§ Aim of the exercise
Repeat all the records, precisely as given.
##### Material supplied
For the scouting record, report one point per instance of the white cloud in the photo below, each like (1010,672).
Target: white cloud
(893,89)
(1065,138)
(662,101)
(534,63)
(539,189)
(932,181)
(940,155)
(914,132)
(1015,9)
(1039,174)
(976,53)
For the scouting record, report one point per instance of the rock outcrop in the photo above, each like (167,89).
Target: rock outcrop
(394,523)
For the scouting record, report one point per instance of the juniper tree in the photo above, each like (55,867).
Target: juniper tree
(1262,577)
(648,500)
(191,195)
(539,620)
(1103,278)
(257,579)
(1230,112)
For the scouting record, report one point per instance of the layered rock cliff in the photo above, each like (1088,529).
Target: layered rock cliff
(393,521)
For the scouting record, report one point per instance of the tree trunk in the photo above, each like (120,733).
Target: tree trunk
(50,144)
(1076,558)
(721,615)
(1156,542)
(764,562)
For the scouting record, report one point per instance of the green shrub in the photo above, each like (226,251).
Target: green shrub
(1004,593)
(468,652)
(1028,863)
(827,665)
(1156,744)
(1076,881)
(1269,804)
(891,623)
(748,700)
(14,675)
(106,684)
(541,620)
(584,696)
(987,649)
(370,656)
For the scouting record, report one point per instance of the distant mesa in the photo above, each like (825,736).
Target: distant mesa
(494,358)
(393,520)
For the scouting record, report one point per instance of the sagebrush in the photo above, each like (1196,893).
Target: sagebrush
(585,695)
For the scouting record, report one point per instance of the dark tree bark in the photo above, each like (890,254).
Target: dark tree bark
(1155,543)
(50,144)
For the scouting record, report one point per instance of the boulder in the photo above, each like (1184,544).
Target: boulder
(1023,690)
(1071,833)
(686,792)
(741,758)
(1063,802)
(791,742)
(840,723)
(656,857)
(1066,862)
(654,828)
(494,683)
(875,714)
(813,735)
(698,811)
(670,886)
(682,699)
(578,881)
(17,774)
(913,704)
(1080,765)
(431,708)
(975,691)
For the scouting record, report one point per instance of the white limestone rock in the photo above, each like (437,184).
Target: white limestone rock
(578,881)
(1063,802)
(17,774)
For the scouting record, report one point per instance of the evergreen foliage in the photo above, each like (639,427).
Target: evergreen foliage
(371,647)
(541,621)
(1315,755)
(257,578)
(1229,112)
##########
§ Response area
For the scouting record, report one point per instance of the white cloud in the photo below, each like (1010,672).
Target: white cloud
(893,89)
(1065,138)
(662,101)
(534,63)
(539,189)
(932,181)
(940,155)
(914,132)
(1015,9)
(1039,174)
(976,53)
For the scouting record, report one point per instance of the rock outcrop in the photo above, each like (167,89).
Target: rock outcrop
(394,523)
For the scouting record, report one point per instance of the juniper tree in the photo above, each like (55,867).
Target: juniper tree
(1262,577)
(648,500)
(191,195)
(539,620)
(1103,278)
(257,579)
(1230,112)
For the scouting record, report one point per instance of the layered rock cliff in the photo above, each like (1088,529).
Target: layered rock cliff
(393,521)
For the scouting record, report one point per instance of the tree trunk in the photo above, each like (120,733).
Target: tree trunk
(50,144)
(1076,558)
(721,615)
(1156,542)
(764,562)
For the scouting record, report one point per instance of the green shrub in the photo above, each like (226,251).
Target: green shrub
(1004,593)
(468,652)
(1028,863)
(827,665)
(1156,744)
(1076,881)
(1269,804)
(891,623)
(748,700)
(14,675)
(106,684)
(541,620)
(584,696)
(987,649)
(370,656)
For the scouting record, report one point per instance of the distant mesa in the photo above, each like (825,736).
Target: distant mesa
(494,358)
(393,520)
For the scouting record, report one point per instance of the sagebrush in the photo above, each like (1196,893).
Target: sagebrush
(585,695)
For the scouting record, report one point per instance of the dark tree bark in the photo above, each like (890,254).
Target: dark tree bark
(1155,543)
(50,144)
For the scouting record, report one point per instance of the boulder in the photo above, each like (1184,544).
Target: boulder
(1023,690)
(1071,833)
(686,792)
(741,758)
(1063,802)
(791,742)
(840,723)
(656,857)
(1066,862)
(654,828)
(494,683)
(875,714)
(813,735)
(698,811)
(670,886)
(682,699)
(578,881)
(17,774)
(913,704)
(1080,765)
(431,708)
(975,691)
For the scouting record, report one point per instance of the white limestone rock in the photo above, each like (437,184).
Target: white limestone rock
(578,881)
(1063,802)
(17,774)
For the scouting record, report one point per instance of the evergreen foliage in the photo above, each like (639,427).
Target: evergreen foliage
(371,647)
(541,621)
(1315,755)
(257,578)
(1229,112)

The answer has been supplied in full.